---------- Provided data
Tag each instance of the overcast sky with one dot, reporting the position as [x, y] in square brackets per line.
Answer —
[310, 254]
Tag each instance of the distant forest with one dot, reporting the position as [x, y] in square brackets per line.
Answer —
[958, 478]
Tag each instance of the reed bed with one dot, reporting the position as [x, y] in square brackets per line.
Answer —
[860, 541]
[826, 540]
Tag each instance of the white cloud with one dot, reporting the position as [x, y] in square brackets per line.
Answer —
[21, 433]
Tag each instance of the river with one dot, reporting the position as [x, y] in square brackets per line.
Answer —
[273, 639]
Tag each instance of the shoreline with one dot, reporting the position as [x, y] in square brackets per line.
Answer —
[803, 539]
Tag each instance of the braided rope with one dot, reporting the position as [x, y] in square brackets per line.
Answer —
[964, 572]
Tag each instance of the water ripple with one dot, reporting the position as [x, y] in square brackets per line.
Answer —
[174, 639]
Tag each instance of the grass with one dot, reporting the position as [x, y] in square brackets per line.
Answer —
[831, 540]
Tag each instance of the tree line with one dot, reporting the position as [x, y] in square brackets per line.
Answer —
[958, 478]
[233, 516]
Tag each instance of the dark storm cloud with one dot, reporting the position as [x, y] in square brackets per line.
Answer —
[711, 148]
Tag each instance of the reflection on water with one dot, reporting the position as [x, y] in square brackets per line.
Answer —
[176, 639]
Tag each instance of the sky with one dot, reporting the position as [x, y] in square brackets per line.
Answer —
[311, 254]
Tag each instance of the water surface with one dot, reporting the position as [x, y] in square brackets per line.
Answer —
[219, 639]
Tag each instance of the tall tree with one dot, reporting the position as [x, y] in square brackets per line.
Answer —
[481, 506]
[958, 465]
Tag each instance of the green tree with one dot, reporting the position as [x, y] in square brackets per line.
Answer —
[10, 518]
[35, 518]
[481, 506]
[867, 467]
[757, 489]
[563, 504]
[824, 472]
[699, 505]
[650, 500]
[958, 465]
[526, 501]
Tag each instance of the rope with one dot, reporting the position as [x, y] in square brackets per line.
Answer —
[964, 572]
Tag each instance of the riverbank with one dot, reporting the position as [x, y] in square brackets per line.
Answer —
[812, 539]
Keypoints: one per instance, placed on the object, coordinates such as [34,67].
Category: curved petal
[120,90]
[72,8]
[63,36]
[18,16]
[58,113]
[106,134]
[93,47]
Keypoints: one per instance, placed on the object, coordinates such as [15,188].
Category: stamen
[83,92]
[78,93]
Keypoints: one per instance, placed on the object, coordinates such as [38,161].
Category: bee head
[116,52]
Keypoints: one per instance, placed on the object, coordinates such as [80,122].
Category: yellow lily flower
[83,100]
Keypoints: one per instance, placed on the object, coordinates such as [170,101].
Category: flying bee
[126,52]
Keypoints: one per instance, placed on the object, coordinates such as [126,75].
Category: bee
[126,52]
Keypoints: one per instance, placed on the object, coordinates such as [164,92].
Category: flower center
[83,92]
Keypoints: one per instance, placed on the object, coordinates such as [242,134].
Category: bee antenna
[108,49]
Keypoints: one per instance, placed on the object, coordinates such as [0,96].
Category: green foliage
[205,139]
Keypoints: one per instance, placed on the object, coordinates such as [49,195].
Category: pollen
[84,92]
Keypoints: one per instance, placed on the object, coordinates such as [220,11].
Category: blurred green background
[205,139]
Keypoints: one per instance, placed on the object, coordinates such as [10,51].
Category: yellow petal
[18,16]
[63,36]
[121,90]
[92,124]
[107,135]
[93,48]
--------------------
• _Problem description_
Copy every record above exactly as it appears.

• _Written response_
Tag each instance of the overcast sky with one dot, reporting the position as [x, y] in square brackets per line.
Answer —
[310, 254]
Tag each instance of the distant forest with one dot, reporting the position as [x, y] in square brackets per line.
Answer —
[958, 478]
Tag each instance of the reed bed with one dot, reporting the position as [x, y] in square brackets per line.
Answer —
[860, 541]
[826, 540]
Tag each instance of the white cloud with one dot, reporting the position as [x, y] in square brackets per line.
Answer —
[21, 433]
Tag each instance of the river with one dot, reporting the position as [x, y] in square brackets per line.
Answer —
[273, 639]
Tag each instance of the shoreline with one dot, reporting the position as [x, y] in square brackets per line.
Answer —
[803, 539]
Tag each instance of the braided rope with one dot, reporting the position as [x, y] in square brackets per line.
Answer —
[964, 572]
Tag each instance of the water ripple with one dot, reporting the position as [x, y] in square brackets per line.
Answer —
[174, 639]
Tag each instance of the grass with one dot, reporting the position as [x, y] in square brackets per line.
Answer —
[831, 540]
Tag each instance of the tree line with one dot, reporting the position as [x, y] in square brackets per line.
Answer —
[958, 478]
[233, 516]
Tag each instance of the dark storm cloud with one dot, reporting the position as [x, y] in square brackets per line.
Answer —
[711, 148]
Tag each instance of the reflection on water with one dot, reporting the position as [x, y] in square brackets per line.
Answer —
[176, 639]
Tag each instance of the sky with one dot, reporting the position as [x, y] in square brackets per line.
Answer —
[311, 254]
Tag each instance of the water surface with one dot, reporting the position as [x, y] in square brackets per line.
Answer —
[219, 639]
Tag each instance of the tall tree with one dot, reporting the position as [x, y] in square brackets per line.
Answer —
[481, 506]
[958, 465]
Tag each instance of the green tree with one dot, reporting the position as [x, y] in square brackets per line.
Answer —
[10, 518]
[35, 518]
[481, 506]
[867, 467]
[757, 489]
[563, 504]
[824, 472]
[699, 505]
[650, 500]
[958, 465]
[526, 501]
Tag each instance of the rope with one dot, reporting the position as [x, y] in square brackets per line.
Answer —
[964, 572]
Tag each instance of the riverbank with one dot, reporting the position as [x, y] in square brackets per line.
Answer —
[812, 539]
Keypoints: one per instance, placed on the object, coordinates such as [34,67].
Category: curved petal
[120,90]
[72,8]
[63,36]
[18,16]
[58,113]
[106,134]
[93,47]
Keypoints: one per instance, placed on the object, coordinates such as [15,188].
Category: stamen
[83,92]
[78,93]
Keypoints: one per instance, placed on the object, coordinates such as [38,161].
Category: bee head
[116,52]
Keypoints: one per instance, placed on the object, coordinates such as [80,122].
Category: yellow lily flower
[83,100]
Keypoints: one per instance, placed on the object, coordinates such as [170,101].
Category: flying bee
[126,52]
Keypoints: one per instance, placed on the object, coordinates such as [126,75].
Category: bee
[126,52]
Keypoints: one per instance, placed on the object, coordinates such as [164,92].
Category: flower center
[83,92]
Keypoints: one per instance, placed on the object, coordinates such as [242,134].
Category: bee antenna
[108,49]
Keypoints: one per instance, placed on the object, coordinates such as [0,96].
Category: green foliage
[205,139]
Keypoints: one per instance, placed on the object, coordinates such as [49,195].
Category: pollen
[84,92]
Keypoints: one per instance, placed on the object, coordinates such as [220,11].
Category: blurred green background
[205,139]
Keypoints: one per instance, placed on the object, coordinates such as [10,51].
Category: yellow petal
[18,16]
[63,36]
[121,90]
[92,124]
[107,135]
[93,48]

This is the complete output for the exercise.